Pointing and labeling entries:
▶
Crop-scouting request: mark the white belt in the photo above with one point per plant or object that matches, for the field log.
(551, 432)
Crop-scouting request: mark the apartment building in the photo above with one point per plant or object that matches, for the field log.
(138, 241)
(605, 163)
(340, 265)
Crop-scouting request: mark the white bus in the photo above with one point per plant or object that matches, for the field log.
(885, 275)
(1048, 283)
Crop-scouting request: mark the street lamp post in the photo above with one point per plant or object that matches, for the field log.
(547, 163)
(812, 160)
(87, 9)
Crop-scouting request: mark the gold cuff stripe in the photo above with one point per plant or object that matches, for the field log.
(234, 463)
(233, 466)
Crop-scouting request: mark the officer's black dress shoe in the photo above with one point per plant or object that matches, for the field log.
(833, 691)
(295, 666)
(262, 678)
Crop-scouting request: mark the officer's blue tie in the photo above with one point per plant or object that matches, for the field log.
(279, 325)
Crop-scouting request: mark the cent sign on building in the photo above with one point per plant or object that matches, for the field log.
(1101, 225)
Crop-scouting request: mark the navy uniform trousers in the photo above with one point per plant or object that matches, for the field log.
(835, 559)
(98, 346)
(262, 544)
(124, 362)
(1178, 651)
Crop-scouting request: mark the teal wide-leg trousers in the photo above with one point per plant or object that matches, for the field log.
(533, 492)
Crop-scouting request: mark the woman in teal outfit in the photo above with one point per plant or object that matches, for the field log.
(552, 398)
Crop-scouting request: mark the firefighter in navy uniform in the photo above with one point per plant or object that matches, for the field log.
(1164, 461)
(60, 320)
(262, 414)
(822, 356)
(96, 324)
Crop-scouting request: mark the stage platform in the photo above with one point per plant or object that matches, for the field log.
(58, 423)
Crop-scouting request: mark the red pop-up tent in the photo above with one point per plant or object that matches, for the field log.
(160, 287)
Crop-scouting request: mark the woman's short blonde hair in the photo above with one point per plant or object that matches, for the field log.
◀
* _Task goal_
Copy the listing from the line with "Crop-scouting request: mark the white bus" up to and including the line with "(1101, 225)", keeping each request line unchanged. Multiply every point coordinate by 0.85 and round to the nearest whole number, with halves rounded up.

* _Output of the exercise_
Crop-scouting request: mark the white bus in the photo above with one point per plant or object that matches, for the field log.
(752, 234)
(891, 241)
Crop-scouting request: mark the street lamp post in the photo above with one point per plant or object that matches, for the field log.
(465, 139)
(690, 136)
(74, 8)
Crop-scouting request: mark the gold cuff stripe in the photo above with one point per plant or object that matches, for the field log.
(199, 394)
(198, 396)
Crop-scouting request: mark the officer's black dress shoe in the photo above with one point per plant or object that matches, for the field log.
(708, 587)
(251, 566)
(223, 576)
Crop-scouting request: mark the officer's blue tie in the photo above with one point per plant or object that matches, for the field log.
(237, 276)
Crop-scouting request: mark the cent sign on building in the photo above with one point per plant or object that matches, for the field log.
(936, 191)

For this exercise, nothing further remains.